- Exercise directions
Beginning at the line with "point_to(query) locates a point on each instance of the shoulder", output each line to the end of the listing below exactly, please.

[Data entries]
[Start]

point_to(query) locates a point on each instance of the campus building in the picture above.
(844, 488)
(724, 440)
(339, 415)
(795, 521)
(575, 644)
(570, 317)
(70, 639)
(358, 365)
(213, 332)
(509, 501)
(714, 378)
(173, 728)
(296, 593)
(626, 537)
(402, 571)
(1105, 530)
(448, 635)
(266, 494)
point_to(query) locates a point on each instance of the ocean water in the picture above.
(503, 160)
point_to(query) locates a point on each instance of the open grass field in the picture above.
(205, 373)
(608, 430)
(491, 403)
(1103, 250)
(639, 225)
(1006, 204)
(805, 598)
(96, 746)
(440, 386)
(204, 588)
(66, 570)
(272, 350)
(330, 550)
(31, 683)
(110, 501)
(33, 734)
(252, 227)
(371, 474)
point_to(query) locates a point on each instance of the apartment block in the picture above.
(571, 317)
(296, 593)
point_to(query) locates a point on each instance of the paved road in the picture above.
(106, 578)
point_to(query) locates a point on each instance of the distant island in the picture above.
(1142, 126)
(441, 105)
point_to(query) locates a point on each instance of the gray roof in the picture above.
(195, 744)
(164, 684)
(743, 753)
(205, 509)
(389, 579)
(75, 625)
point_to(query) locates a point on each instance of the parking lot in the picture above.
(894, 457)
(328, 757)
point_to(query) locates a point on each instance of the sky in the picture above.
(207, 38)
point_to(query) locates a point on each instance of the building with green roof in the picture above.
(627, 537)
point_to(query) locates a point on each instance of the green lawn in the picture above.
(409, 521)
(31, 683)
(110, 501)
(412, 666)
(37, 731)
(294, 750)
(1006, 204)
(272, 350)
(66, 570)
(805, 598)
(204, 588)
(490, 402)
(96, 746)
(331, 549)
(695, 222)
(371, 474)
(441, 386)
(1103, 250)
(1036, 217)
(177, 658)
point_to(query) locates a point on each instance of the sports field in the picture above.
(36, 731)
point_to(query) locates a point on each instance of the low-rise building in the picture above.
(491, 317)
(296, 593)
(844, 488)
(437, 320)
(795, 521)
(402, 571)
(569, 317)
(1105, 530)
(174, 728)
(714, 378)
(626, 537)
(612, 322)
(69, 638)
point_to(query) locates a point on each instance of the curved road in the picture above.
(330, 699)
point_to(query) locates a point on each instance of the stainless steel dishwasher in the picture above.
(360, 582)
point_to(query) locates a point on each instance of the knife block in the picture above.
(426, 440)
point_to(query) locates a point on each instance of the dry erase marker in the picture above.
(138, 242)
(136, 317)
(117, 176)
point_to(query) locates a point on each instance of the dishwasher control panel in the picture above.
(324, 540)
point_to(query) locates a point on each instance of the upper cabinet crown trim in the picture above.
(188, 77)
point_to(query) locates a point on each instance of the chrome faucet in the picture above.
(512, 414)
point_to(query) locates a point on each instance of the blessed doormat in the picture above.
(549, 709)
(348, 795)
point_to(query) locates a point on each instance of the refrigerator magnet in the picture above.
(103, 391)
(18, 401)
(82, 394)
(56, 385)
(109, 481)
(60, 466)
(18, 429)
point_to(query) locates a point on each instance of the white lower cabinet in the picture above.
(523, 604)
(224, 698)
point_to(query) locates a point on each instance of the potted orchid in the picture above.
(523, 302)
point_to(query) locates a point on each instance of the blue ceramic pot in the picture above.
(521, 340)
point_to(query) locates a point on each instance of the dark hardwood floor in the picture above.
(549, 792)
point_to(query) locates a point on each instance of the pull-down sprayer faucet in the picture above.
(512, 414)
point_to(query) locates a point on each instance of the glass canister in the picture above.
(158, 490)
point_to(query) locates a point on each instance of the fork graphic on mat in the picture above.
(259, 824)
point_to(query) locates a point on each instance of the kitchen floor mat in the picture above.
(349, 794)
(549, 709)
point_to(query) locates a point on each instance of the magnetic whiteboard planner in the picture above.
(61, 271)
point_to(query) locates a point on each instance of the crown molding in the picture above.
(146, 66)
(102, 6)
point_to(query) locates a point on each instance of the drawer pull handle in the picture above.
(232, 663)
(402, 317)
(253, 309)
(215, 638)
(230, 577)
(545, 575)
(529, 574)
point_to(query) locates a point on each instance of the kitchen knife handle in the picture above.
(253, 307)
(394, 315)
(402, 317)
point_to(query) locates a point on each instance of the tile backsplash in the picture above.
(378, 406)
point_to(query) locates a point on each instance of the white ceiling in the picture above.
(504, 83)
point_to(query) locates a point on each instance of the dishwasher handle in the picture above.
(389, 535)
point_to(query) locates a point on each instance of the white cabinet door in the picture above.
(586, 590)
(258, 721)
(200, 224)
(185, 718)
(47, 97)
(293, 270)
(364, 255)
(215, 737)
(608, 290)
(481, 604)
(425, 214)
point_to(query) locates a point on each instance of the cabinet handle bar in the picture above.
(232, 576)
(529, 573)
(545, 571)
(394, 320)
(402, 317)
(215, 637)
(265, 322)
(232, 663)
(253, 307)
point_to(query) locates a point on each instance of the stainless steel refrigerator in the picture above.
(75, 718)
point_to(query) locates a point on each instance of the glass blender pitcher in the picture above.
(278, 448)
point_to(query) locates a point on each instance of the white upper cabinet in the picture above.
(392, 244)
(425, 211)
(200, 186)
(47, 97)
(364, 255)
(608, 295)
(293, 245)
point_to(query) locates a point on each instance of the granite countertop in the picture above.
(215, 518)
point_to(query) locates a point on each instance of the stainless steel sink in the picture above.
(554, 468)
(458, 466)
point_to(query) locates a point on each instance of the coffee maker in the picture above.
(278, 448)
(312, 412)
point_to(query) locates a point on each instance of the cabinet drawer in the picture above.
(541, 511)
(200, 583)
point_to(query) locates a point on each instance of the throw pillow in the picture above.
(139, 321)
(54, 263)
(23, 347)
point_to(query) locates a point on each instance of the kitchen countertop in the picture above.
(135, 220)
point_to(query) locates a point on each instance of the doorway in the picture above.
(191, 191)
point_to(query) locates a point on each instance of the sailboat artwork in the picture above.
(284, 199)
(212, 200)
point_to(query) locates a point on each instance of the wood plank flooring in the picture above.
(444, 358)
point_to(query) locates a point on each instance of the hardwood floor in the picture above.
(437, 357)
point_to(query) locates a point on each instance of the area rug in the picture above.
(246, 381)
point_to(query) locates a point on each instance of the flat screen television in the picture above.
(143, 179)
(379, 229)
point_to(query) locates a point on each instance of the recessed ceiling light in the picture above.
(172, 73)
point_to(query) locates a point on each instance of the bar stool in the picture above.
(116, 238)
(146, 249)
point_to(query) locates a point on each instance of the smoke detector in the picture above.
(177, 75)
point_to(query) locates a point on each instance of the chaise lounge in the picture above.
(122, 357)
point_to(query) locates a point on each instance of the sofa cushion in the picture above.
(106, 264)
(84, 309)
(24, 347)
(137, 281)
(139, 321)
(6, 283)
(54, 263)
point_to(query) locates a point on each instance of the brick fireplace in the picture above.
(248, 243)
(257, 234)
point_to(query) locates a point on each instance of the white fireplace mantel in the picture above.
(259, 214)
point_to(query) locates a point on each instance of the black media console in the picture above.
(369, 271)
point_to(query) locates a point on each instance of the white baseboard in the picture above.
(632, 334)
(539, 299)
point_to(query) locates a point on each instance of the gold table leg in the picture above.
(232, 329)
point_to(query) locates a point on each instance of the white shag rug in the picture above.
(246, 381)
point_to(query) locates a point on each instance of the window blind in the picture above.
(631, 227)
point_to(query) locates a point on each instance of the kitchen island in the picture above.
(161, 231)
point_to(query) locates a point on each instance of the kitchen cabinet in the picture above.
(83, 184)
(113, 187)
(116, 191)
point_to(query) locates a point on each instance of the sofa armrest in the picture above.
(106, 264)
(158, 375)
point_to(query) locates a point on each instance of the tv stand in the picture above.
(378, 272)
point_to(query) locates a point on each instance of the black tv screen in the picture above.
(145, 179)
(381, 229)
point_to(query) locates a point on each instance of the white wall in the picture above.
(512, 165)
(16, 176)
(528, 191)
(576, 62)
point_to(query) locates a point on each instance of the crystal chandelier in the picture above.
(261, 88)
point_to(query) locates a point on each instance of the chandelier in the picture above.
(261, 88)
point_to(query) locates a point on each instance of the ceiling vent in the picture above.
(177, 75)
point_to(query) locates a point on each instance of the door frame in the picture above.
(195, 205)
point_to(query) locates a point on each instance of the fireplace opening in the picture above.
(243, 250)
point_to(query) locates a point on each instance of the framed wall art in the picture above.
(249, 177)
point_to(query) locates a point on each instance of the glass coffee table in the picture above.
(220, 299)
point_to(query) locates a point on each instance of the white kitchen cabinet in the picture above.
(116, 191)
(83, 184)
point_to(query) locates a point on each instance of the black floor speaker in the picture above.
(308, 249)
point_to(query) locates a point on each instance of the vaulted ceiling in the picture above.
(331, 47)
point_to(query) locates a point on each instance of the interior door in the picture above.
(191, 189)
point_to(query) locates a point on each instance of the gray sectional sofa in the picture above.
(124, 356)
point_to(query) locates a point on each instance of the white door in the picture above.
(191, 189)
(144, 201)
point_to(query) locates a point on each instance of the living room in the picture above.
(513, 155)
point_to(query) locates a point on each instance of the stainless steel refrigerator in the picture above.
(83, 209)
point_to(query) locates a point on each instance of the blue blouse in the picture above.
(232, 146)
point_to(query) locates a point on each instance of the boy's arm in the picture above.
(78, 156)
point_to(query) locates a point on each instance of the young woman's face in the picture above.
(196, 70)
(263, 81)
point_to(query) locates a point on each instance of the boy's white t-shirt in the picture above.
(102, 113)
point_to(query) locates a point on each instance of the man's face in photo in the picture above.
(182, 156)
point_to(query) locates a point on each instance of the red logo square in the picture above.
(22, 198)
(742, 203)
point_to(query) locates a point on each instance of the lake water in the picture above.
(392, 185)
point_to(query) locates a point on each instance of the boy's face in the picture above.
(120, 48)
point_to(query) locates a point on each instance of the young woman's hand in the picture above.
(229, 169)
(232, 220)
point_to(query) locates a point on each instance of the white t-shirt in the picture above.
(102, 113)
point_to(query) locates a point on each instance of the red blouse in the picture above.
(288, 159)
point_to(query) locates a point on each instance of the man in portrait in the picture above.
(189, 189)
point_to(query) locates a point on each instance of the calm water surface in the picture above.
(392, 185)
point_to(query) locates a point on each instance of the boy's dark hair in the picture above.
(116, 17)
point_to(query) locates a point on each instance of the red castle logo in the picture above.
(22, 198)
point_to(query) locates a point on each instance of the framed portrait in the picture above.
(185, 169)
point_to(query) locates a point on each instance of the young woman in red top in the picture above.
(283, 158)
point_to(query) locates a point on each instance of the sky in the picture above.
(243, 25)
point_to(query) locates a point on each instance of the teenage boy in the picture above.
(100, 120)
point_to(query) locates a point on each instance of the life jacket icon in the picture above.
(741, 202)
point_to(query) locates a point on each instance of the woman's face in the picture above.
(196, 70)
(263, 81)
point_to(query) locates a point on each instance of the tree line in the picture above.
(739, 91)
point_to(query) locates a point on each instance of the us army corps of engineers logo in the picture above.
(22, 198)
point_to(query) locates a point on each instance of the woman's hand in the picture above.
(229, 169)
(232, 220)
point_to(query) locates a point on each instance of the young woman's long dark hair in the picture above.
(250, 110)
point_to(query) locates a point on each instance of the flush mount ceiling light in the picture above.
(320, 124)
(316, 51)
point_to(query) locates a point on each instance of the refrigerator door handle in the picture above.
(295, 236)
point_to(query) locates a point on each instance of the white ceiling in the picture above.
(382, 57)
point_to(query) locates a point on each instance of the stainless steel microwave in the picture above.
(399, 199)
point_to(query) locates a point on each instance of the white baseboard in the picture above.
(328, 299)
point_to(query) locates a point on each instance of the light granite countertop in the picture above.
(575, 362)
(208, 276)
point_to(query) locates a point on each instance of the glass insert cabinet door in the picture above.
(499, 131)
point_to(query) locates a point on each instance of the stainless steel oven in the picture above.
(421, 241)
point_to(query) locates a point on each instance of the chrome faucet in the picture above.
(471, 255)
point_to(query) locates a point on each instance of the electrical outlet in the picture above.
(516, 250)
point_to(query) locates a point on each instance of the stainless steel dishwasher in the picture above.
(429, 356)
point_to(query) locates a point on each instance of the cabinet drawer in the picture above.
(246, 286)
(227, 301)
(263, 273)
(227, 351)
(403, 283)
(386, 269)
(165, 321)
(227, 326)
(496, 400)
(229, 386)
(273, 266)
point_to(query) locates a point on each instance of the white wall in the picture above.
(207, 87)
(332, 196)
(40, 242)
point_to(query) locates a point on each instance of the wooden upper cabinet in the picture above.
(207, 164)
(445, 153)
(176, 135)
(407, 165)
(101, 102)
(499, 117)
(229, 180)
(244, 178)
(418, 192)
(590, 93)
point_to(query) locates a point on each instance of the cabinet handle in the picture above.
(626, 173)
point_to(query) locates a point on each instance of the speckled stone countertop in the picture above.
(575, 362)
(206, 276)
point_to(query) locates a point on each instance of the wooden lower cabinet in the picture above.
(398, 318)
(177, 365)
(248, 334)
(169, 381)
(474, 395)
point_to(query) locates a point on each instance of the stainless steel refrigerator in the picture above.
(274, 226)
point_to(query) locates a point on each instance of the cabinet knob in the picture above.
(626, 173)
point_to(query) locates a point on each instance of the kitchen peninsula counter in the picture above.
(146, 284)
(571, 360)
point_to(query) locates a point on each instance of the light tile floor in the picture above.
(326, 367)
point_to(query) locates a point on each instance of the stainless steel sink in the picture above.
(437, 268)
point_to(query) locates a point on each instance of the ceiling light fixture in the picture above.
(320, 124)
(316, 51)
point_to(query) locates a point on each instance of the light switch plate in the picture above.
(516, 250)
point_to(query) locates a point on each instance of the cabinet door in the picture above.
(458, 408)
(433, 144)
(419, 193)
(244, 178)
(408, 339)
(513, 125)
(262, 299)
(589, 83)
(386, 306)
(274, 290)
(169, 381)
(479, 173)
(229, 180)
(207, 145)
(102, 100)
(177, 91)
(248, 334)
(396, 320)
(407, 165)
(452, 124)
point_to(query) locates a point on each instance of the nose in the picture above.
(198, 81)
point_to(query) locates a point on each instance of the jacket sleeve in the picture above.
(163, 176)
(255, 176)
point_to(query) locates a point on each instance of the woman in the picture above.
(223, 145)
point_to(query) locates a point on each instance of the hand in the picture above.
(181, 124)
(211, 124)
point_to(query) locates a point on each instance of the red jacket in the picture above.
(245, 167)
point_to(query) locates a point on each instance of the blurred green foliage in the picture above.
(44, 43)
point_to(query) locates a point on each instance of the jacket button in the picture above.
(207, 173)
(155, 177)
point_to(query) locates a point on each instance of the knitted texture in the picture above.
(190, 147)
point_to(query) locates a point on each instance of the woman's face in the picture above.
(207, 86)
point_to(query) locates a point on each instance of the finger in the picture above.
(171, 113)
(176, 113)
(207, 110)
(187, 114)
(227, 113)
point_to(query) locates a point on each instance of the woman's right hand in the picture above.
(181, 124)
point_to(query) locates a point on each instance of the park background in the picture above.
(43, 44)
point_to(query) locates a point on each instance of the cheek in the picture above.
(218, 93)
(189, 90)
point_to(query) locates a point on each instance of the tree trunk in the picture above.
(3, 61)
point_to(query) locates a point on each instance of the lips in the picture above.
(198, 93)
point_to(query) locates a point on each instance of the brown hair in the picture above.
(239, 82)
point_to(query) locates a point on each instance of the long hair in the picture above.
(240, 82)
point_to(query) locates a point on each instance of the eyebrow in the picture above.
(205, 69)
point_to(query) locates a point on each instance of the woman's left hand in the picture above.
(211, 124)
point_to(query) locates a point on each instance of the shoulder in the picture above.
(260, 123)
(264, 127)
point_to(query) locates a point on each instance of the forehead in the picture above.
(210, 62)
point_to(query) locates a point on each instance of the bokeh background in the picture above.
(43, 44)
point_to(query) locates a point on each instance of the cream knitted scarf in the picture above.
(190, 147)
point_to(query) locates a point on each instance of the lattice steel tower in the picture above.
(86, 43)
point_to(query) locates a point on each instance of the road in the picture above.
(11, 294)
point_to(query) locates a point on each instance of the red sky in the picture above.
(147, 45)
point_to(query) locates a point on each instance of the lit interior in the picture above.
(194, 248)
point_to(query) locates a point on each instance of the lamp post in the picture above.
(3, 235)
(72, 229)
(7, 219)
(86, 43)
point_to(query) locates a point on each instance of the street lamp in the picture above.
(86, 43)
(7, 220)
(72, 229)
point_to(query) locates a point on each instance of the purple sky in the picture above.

[End]

- The completed task
point_to(query) locates a point on each instance of the shoulder in the picture above.
(260, 123)
(264, 127)
point_to(query) locates a point on each instance of the forehead in the picture above.
(210, 62)
point_to(query) locates a point on each instance of the bokeh background in the picture above.
(43, 44)
point_to(query) locates a point on each instance of the cream knitted scarf in the picture above.
(190, 147)
point_to(query) locates a point on each instance of the lattice steel tower in the picture above.
(86, 43)
point_to(query) locates a point on each instance of the road in the picture above.
(11, 294)
point_to(query) locates a point on each instance of the red sky in the picture above.
(147, 45)
point_to(query) locates a point on each instance of the lit interior in the picture above.
(194, 248)
point_to(query) locates a point on each instance of the lamp post in the picture above.
(3, 235)
(72, 229)
(7, 219)
(86, 43)
point_to(query) locates a point on each instance of the street lamp in the picture above.
(86, 43)
(7, 220)
(72, 229)
point_to(query) locates a point on each instance of the purple sky in the picture above.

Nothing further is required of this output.